# Stored records:
*** Begin section ***

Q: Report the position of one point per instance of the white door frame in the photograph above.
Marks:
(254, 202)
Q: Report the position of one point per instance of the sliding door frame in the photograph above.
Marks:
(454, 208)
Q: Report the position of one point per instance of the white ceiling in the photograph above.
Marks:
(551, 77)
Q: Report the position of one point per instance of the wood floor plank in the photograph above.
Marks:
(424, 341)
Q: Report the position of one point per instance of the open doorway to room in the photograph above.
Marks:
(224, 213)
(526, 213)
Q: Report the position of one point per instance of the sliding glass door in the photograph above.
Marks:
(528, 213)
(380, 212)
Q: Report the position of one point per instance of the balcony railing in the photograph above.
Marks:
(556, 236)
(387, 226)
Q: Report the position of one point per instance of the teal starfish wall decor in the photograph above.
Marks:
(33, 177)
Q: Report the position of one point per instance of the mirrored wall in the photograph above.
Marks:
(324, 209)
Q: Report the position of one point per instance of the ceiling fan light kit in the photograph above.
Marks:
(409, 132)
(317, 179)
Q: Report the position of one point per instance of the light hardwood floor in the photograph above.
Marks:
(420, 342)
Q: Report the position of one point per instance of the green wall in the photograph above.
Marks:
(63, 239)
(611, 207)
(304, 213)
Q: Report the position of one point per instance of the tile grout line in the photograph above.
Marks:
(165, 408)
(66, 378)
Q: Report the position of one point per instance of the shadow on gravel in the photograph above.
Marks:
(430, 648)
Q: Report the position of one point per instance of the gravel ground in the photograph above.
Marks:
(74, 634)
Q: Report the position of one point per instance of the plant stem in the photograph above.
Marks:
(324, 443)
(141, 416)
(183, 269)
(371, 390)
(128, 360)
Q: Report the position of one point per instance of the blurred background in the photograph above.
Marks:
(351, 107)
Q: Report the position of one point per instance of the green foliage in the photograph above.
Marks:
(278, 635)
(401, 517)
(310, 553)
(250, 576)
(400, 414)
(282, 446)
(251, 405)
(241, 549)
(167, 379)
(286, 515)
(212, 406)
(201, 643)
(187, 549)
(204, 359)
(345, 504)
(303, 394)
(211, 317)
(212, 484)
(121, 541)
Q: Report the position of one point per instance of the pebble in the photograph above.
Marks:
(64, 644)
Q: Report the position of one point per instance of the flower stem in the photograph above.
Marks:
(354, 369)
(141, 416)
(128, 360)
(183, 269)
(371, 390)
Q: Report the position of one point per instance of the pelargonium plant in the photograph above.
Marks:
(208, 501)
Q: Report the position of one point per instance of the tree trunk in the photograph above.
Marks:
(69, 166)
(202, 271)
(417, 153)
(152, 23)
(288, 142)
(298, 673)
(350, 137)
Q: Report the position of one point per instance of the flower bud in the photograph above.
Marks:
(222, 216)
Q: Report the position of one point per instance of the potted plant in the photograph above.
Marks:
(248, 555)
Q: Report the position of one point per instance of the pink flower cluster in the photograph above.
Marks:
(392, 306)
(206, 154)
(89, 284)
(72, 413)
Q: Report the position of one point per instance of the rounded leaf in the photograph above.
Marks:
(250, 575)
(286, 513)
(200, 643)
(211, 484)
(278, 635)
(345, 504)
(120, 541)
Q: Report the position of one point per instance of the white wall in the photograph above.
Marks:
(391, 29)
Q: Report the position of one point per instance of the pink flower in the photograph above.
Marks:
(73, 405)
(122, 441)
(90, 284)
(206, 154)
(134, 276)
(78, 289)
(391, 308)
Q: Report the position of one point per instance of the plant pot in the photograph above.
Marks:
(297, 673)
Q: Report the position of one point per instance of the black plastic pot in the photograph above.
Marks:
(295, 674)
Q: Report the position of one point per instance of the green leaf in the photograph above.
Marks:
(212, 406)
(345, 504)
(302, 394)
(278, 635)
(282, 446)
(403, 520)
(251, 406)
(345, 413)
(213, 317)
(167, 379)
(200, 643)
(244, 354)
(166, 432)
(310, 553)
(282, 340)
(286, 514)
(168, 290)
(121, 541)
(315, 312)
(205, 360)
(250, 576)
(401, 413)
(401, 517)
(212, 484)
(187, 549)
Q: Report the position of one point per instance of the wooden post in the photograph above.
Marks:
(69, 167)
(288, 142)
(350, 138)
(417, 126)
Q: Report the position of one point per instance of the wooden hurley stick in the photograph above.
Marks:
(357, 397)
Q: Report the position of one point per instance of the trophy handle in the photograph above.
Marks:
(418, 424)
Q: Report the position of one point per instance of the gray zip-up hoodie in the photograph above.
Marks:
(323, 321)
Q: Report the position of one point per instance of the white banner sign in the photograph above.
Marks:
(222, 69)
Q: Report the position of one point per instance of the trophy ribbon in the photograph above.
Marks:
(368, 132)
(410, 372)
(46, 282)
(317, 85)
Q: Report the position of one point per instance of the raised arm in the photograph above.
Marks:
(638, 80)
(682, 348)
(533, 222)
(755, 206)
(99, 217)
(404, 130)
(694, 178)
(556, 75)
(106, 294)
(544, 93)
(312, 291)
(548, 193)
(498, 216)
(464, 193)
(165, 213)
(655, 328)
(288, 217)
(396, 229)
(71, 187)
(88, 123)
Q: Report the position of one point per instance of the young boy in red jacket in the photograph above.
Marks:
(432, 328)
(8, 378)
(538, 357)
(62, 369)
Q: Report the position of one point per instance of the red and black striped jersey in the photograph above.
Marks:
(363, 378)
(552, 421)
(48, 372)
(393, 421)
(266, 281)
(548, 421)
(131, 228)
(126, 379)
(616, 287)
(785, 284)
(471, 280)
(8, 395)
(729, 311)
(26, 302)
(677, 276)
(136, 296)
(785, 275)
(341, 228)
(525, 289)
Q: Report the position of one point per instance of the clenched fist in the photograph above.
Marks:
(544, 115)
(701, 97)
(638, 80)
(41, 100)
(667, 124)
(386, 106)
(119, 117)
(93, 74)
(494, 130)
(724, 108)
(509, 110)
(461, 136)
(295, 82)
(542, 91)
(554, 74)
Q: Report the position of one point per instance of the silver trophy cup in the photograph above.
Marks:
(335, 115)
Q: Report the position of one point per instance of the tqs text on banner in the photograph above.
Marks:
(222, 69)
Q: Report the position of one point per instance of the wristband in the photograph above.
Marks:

*** End section ***

# What you have to do:
Transcribe the data above completely and exactly.

# Task answer:
Q: Report the position of one point per instance of the white door frame in the photograph above.
Marks:
(254, 202)
Q: Report the position of one point per instance of the sliding door frame in the photograph above.
Marks:
(454, 208)
Q: Report the position of one point per instance of the white ceiling in the photograph above.
Marks:
(551, 77)
Q: Report the position of one point per instance of the wood floor plank in the photograph above.
Marks:
(424, 341)
Q: Report the position of one point per instance of the open doorway to room in the photograph above.
Marks:
(224, 213)
(526, 213)
Q: Report the position of one point per instance of the sliding glass door in the photograph above.
Marks:
(528, 213)
(380, 212)
Q: Report the position of one point per instance of the balcony railing in the photograph above.
Marks:
(556, 236)
(387, 226)
Q: Report the position of one point per instance of the teal starfish wall decor in the photograph above.
Marks:
(33, 177)
Q: Report the position of one point per instance of the mirrored wall in the photograph above.
Marks:
(324, 209)
Q: Report the position of one point per instance of the ceiling fan light kit in the photograph above.
Marks:
(409, 132)
(317, 179)
Q: Report the position of one point per instance of the light hardwood floor in the photograph above.
Marks:
(420, 342)
Q: Report the position of one point per instance of the green wall in the photograph above.
Marks:
(63, 239)
(611, 207)
(304, 213)
Q: Report the position of one point per instance of the tile grout line in the photograph above.
Marks:
(165, 408)
(66, 378)
Q: Report the position of one point per instance of the shadow on gravel in the photograph above.
Marks:
(430, 648)
Q: Report the position of one point per instance of the gravel ground in the photograph above.
Marks:
(74, 634)
Q: Report the position of one point per instance of the plant stem in the photograph above.
Marks:
(324, 443)
(141, 416)
(183, 269)
(371, 390)
(128, 360)
Q: Report the position of one point per instance of the blurred background in the photograph above.
Marks:
(351, 107)
Q: Report the position of one point per instance of the green foliage in the photograph above.
Marks:
(278, 635)
(401, 517)
(310, 553)
(250, 576)
(400, 414)
(282, 446)
(251, 405)
(241, 549)
(167, 379)
(286, 515)
(212, 406)
(201, 643)
(187, 549)
(204, 359)
(345, 504)
(303, 394)
(211, 317)
(212, 484)
(121, 541)
Q: Report the position of one point per instance of the pebble in the photograph above.
Marks:
(64, 644)
Q: Report the position of one point per instance of the flower stem in the photograph above.
Marks:
(354, 369)
(141, 416)
(128, 360)
(183, 269)
(371, 390)
Q: Report the position of one point per instance of the pelargonium plant in the photograph above.
Marks:
(208, 501)
Q: Report the position of one point per instance of the tree trunk in the photograph above.
Marks:
(69, 166)
(202, 271)
(417, 153)
(152, 23)
(288, 142)
(298, 673)
(350, 137)
Q: Report the position of one point per instance of the flower bud in the photograph above.
Marks:
(222, 216)
Q: Report the position of one point per instance of the potted plant in the photograph above.
Marks:
(248, 555)
Q: Report the position of one point per instance of the pink flower cluster in the photograph above.
Marks:
(392, 306)
(206, 154)
(89, 284)
(72, 413)
Q: Report the position of one point per instance of the rounded leaf in the photograph above.
Marks:
(250, 575)
(286, 513)
(200, 643)
(211, 484)
(278, 635)
(345, 504)
(120, 541)
Q: Report the position of one point per instance of the white wall in the photograph above.
Marks:
(391, 29)
Q: Report the position of one point per instance of the pink flower in the photograph above.
Marks:
(73, 405)
(122, 441)
(90, 284)
(206, 154)
(134, 276)
(78, 289)
(391, 308)
Q: Report the position of one point per instance of the plant pot in the photograph above.
Marks:
(297, 673)
Q: Report the position of one point per instance of the black plastic pot in the photograph above.
Marks:
(295, 674)
Q: Report the position of one point per instance of the green leaf in the photograph above.
Marks:
(212, 406)
(345, 504)
(302, 394)
(278, 635)
(282, 446)
(403, 520)
(251, 406)
(345, 413)
(213, 317)
(167, 379)
(200, 643)
(244, 354)
(166, 432)
(310, 553)
(282, 340)
(286, 514)
(168, 290)
(121, 541)
(315, 312)
(205, 360)
(250, 576)
(401, 413)
(401, 517)
(212, 484)
(187, 549)
Q: Report the position of one point per instance of the wooden post in the photograph above.
Marks:
(69, 167)
(288, 142)
(350, 138)
(417, 126)
Q: Report the position of one point per instance of the wooden hurley stick in the photograph above.
Marks:
(357, 397)
Q: Report the position of one point per instance of the trophy handle in the photograph above.
Marks:
(418, 424)
Q: Report the position of one point per instance of the gray zip-up hoodie in the photograph above.
Marks:
(323, 321)
Q: Report the position of one point per instance of the white banner sign in the photograph above.
Marks:
(222, 69)
Q: Report the position of one point per instance of the trophy ribbon in the photograph above.
Marks:
(368, 132)
(410, 372)
(46, 282)
(317, 85)
Q: Report the position of one point per instance of the raised arm in the photograph above.
Marks:
(638, 80)
(682, 348)
(533, 222)
(755, 206)
(99, 217)
(404, 130)
(694, 178)
(556, 75)
(106, 294)
(544, 93)
(312, 291)
(548, 193)
(498, 216)
(464, 193)
(165, 213)
(655, 328)
(288, 217)
(396, 229)
(71, 187)
(88, 123)
Q: Report the position of one point per instance of the young boy in red jacket in the photograph above.
Marks:
(432, 328)
(8, 378)
(538, 357)
(62, 369)
Q: Report the position of one point per instance of the red and black striped jersey in the photograph above.
Marks:
(363, 378)
(552, 421)
(48, 372)
(393, 421)
(266, 281)
(548, 421)
(131, 228)
(126, 379)
(616, 287)
(785, 284)
(471, 280)
(8, 395)
(729, 311)
(26, 302)
(677, 276)
(136, 296)
(785, 275)
(341, 228)
(525, 289)
Q: Report the position of one point per instance of the clenched fist in the photograph above.
Marks:
(544, 115)
(701, 97)
(638, 80)
(41, 100)
(667, 124)
(386, 106)
(119, 117)
(93, 74)
(494, 130)
(724, 108)
(509, 110)
(461, 136)
(295, 82)
(542, 91)
(554, 74)
Q: Report the position of one point per instance of the silver trophy cup in the photograph above.
Marks:
(335, 115)
Q: Report the position of one point per instance of the tqs text on banner in the photograph above.
Marks:
(222, 69)
Q: Report the position of one point per instance of the wristband in the photograph above.
Marks:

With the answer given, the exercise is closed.